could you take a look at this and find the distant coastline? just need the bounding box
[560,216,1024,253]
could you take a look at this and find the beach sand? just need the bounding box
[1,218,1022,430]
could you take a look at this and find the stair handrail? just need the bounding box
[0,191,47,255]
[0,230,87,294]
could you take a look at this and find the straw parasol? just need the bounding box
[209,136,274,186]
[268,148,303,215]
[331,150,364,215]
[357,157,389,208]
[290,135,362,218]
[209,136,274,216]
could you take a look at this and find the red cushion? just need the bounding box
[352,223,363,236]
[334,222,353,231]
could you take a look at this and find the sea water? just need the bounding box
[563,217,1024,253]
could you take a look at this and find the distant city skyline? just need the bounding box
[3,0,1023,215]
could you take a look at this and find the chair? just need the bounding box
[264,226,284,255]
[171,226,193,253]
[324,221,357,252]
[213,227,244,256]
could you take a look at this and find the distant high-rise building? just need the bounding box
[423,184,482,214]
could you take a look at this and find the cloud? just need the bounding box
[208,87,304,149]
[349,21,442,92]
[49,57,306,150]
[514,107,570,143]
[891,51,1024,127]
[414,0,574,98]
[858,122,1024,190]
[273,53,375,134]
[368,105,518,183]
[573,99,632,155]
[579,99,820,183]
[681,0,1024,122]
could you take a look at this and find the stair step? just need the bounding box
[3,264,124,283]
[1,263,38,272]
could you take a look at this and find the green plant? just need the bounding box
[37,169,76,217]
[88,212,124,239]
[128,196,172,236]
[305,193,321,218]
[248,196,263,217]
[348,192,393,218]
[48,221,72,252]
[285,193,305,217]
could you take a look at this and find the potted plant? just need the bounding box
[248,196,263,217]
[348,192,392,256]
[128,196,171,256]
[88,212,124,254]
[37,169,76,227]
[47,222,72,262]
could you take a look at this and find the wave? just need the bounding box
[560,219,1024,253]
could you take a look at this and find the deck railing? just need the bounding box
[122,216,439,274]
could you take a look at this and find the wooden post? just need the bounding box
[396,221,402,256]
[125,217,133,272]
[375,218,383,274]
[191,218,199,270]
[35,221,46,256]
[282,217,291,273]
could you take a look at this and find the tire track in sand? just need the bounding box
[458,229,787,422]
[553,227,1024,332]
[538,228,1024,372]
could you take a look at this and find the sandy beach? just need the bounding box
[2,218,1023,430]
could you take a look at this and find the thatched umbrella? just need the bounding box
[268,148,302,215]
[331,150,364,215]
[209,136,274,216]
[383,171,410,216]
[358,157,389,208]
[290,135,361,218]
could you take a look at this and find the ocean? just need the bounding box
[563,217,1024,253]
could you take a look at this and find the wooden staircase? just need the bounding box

——

_What this task involves_
Repeat word for word each line from the one with "could you take a look at this and find the thatched" to the end of the records above, inclusive.

_The completed task_
could you take a look at this and find the thatched umbrella? just need the bounding box
[268,148,302,215]
[331,150,364,215]
[209,136,274,216]
[383,171,410,216]
[358,157,389,208]
[290,135,361,218]
could you take a look at this and find the ocean? just need the bounding box
[563,217,1024,253]
could you take a look at this and find the wooden staircase? just need the bounding box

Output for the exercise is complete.